-- START Stored records --
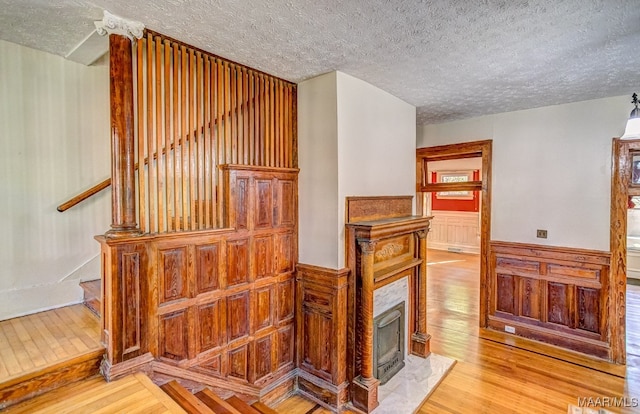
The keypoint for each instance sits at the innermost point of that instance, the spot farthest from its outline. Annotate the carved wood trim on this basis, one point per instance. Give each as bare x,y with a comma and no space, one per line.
621,164
556,295
377,207
472,149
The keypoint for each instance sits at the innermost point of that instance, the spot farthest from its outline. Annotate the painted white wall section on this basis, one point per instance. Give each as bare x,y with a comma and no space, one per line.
54,134
551,169
318,179
376,145
353,140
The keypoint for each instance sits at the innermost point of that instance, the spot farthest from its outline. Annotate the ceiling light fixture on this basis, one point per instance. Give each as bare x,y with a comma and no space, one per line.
632,131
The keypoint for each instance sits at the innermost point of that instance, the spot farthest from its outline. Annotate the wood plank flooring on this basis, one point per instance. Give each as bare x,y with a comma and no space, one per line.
132,394
490,377
31,343
495,378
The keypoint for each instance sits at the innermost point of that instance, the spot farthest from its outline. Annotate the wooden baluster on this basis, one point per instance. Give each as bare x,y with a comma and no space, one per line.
192,141
208,125
184,136
150,133
167,135
245,118
251,115
159,131
227,110
177,142
198,138
220,143
238,111
141,135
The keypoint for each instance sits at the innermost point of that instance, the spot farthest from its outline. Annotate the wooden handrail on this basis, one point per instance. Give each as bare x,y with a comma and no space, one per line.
84,195
106,183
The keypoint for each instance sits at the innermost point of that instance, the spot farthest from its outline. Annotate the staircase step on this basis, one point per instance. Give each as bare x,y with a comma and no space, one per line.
263,408
92,295
217,404
241,406
189,402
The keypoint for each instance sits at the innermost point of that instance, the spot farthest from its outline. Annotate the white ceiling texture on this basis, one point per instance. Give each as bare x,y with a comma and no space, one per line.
451,59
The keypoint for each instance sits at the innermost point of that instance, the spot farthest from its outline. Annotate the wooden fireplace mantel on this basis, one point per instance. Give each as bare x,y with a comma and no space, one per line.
380,252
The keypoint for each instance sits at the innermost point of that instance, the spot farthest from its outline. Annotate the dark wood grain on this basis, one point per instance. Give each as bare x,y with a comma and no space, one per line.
552,294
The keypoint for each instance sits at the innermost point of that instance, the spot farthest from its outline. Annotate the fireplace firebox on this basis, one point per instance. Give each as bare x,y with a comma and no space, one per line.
388,343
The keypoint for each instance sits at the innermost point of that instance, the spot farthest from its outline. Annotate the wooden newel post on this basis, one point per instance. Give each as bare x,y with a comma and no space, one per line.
420,338
365,386
123,195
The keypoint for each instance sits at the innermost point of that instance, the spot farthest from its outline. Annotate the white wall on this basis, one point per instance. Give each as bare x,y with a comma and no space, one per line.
54,135
551,169
318,162
354,139
376,145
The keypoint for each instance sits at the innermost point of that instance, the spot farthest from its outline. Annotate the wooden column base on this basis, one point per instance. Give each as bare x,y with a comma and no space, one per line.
364,393
420,344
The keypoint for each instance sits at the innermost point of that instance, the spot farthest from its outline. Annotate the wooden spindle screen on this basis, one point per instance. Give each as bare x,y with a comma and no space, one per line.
194,112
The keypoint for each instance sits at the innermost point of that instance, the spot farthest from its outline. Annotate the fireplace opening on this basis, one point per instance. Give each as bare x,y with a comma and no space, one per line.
388,343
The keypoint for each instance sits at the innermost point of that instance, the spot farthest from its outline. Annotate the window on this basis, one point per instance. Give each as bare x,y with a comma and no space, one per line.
454,177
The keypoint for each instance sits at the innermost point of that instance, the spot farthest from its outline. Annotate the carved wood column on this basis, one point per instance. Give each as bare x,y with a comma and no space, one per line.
420,339
365,386
123,195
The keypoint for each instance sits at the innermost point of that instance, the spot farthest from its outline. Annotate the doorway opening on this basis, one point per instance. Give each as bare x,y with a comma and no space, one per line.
436,174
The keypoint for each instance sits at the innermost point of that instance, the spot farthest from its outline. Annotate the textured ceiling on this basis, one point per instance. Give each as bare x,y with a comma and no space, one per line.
451,59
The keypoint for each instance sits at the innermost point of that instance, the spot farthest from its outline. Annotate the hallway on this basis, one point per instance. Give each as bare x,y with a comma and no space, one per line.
494,378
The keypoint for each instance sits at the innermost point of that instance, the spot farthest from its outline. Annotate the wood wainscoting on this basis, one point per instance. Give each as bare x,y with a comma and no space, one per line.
321,307
215,306
555,295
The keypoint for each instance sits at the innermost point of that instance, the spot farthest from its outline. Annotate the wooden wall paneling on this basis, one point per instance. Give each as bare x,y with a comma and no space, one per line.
237,261
174,334
238,360
207,259
321,307
238,315
263,310
172,273
262,256
264,205
551,294
210,326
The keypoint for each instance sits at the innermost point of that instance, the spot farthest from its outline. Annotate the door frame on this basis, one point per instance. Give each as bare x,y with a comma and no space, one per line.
621,165
473,149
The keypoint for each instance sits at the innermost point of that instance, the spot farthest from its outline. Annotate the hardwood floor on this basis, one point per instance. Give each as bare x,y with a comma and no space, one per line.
495,378
489,377
30,343
132,394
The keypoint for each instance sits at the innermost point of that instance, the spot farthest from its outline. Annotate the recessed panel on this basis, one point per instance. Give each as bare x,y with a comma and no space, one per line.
237,261
172,268
530,297
264,204
263,307
238,360
286,300
504,293
174,335
238,315
558,303
208,326
589,309
207,260
263,256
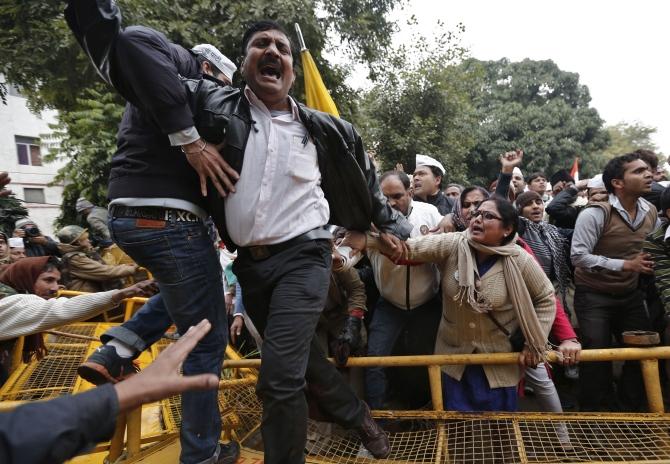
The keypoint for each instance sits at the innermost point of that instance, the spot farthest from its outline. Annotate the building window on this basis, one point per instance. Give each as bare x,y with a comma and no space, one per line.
33,195
28,150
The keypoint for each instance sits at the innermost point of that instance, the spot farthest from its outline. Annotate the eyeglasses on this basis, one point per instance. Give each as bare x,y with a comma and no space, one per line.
469,204
486,215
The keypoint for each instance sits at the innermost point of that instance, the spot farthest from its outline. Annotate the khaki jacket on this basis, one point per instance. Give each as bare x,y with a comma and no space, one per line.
463,330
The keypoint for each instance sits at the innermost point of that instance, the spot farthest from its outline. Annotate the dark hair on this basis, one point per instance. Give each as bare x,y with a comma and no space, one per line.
535,175
401,176
259,26
508,214
525,199
648,157
615,168
561,176
665,200
52,264
474,188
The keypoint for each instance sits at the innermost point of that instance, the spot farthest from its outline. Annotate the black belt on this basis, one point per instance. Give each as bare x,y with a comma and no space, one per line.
153,212
261,252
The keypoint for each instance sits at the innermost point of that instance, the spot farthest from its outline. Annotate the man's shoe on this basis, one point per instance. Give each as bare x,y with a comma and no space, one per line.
229,454
373,437
105,366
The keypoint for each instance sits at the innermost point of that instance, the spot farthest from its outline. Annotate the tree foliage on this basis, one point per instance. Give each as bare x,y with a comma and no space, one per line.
421,105
40,56
627,137
535,106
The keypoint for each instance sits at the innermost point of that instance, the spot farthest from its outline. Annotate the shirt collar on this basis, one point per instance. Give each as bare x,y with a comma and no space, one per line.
642,205
258,103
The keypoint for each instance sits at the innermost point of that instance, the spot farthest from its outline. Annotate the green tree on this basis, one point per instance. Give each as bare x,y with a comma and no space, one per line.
627,137
535,106
39,55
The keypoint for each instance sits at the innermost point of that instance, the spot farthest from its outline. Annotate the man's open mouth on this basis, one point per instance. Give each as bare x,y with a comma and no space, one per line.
270,70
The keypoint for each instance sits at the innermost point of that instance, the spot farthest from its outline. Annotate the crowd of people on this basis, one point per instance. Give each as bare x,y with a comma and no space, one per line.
268,219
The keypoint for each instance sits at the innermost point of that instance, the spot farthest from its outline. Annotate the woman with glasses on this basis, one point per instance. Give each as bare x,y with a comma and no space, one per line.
490,287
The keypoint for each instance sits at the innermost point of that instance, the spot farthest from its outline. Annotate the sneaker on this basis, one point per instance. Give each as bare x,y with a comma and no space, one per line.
373,437
105,366
229,454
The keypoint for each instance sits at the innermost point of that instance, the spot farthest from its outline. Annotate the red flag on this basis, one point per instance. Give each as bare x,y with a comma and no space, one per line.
574,171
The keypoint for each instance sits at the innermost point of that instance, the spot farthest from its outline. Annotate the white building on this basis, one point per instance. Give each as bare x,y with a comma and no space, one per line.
22,155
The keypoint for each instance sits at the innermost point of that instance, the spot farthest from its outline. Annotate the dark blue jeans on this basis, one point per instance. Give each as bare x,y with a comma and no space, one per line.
182,259
388,322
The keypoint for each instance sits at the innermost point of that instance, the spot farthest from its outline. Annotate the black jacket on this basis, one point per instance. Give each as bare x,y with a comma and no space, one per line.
56,430
145,68
349,180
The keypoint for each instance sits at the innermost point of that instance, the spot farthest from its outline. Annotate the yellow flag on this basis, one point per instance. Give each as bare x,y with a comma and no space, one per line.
317,95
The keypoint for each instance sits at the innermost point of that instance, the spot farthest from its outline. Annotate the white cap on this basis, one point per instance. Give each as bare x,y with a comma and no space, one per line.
423,160
218,59
596,182
16,242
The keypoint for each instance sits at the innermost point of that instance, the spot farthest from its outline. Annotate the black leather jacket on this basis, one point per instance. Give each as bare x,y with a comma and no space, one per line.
146,166
349,181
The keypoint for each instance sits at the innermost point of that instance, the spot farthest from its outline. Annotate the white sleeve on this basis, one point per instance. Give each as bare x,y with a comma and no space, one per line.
28,314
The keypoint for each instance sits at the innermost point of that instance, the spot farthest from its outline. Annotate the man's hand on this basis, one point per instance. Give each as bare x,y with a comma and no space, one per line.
528,359
570,350
509,160
209,164
39,240
161,378
397,248
236,327
146,288
230,302
355,240
642,263
445,225
4,181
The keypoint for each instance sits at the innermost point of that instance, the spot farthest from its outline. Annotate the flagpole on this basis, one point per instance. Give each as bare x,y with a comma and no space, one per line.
301,40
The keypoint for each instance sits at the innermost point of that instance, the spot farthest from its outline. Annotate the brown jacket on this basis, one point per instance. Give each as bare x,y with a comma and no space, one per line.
463,330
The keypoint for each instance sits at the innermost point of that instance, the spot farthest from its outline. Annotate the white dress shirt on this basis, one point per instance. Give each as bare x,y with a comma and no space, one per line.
278,195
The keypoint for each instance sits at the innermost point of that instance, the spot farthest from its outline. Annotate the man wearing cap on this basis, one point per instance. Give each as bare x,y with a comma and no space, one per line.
157,210
17,249
97,218
427,181
82,271
36,244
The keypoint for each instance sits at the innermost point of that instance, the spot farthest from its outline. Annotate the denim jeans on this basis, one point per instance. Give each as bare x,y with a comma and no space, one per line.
182,259
387,324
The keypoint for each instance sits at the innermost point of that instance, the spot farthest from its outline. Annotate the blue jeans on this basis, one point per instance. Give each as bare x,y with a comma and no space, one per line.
388,322
182,259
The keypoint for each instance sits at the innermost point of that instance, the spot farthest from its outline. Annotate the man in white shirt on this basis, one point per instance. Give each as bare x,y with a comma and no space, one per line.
316,166
409,292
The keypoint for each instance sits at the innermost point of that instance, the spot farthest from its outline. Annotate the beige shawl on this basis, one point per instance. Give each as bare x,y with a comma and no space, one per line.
523,305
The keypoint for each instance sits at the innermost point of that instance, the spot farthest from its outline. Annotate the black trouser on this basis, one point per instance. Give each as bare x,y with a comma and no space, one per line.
600,316
284,296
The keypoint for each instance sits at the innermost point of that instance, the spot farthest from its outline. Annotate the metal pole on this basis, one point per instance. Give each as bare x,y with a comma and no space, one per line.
301,40
652,385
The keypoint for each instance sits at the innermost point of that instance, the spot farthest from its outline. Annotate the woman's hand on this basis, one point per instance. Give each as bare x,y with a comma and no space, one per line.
528,359
570,350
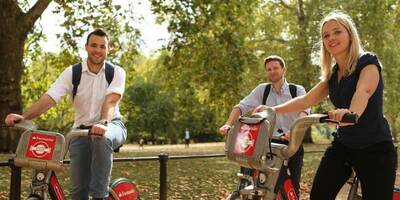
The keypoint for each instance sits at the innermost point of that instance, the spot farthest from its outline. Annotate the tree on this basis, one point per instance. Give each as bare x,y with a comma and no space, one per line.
151,113
80,16
14,30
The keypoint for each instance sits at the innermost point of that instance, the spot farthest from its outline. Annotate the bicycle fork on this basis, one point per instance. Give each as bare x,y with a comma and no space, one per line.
45,182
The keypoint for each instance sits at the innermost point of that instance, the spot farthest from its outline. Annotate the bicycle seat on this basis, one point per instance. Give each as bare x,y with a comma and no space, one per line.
40,150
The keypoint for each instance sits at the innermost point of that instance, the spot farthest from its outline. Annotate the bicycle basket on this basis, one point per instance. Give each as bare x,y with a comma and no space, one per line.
40,150
123,189
248,141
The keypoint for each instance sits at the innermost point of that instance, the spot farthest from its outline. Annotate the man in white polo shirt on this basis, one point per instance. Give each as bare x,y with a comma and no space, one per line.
277,92
95,101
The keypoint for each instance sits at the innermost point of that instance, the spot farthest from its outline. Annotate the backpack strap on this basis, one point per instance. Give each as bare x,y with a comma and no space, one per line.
77,72
266,93
109,72
76,78
293,90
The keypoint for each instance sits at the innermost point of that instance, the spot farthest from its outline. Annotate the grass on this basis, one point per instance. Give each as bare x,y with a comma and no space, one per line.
206,178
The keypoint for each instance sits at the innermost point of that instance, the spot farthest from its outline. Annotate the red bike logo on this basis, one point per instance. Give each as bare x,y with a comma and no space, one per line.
246,139
41,146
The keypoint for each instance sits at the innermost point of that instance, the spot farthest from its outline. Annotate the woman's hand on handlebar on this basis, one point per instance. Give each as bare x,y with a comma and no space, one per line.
337,116
260,108
98,130
13,118
224,129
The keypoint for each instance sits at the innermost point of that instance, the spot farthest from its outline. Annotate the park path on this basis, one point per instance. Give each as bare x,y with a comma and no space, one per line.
218,147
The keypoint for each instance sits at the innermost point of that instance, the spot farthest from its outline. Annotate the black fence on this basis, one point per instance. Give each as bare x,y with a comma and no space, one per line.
15,183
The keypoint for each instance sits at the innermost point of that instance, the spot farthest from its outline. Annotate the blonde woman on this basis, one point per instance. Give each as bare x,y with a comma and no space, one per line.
352,78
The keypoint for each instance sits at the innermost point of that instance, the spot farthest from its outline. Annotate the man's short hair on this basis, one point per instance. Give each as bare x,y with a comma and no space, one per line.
274,58
98,32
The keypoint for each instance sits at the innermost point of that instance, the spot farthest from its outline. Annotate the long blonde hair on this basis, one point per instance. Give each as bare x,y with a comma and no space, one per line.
326,59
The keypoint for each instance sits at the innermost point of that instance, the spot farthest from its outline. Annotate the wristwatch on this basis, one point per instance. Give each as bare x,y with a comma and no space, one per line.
103,122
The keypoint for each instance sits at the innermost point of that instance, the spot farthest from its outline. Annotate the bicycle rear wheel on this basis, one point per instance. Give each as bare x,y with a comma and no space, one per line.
34,197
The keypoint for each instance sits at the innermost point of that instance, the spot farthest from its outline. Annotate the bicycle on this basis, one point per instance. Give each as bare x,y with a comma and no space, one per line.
249,144
44,152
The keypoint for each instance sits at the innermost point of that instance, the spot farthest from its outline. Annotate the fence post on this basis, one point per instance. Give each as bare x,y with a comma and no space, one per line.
15,184
163,158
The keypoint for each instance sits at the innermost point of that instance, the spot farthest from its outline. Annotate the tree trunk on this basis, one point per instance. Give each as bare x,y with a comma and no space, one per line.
14,29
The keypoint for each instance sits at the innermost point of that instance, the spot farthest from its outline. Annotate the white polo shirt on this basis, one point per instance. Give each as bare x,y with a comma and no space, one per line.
91,92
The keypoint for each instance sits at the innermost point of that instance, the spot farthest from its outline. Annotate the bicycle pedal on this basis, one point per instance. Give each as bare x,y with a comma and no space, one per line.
243,176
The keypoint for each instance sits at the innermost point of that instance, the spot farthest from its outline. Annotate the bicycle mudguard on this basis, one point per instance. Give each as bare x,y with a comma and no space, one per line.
123,189
40,150
55,188
288,190
396,193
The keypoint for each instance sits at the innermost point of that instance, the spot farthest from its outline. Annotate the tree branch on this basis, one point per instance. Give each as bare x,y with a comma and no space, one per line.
280,40
288,6
33,14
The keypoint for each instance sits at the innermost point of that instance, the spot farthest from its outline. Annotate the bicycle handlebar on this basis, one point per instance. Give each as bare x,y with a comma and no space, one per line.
301,125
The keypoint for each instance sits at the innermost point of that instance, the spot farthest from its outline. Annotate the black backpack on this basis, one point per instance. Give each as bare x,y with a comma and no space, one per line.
77,72
292,89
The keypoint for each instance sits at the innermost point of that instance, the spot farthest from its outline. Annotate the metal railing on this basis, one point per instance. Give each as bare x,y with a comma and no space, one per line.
15,183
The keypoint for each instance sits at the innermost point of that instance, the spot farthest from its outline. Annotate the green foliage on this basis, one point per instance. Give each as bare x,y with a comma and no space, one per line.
82,16
213,60
150,112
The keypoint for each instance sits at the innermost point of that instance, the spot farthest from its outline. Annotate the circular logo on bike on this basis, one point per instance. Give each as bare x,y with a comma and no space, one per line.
40,149
245,140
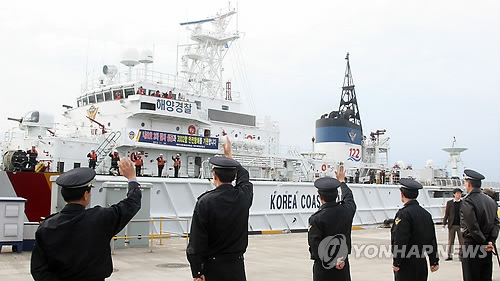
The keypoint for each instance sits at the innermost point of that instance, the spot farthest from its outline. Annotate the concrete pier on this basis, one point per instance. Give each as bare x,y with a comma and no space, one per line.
-- END Stored records --
Only the lines from the one containing "the green foliage" through the last line of the records above should be repeated, exactly and without pictures.

The keypoint for each instance sits at the innermost point of that instance, the spot farthest from its outline. Annotate the green foliage on this basis, one point per instance. Give each as bare x,y with a comma and no space, one per line.
82,16
213,60
150,112
The keypoint for each instance sits at the innermost point of that instance, the spot farthest from its outline. Annotate the circular logo on bike on this basis, one point per instance. Give each as bare x,y with a comma and no space, one per line.
40,149
245,140
The keypoint for each instance sits at the innermost point of that instance, the spot farthest from its outline. Annotate the concrete pier on this basis, one point per instance. Give each as bare x,y with a comma and no space, one per line.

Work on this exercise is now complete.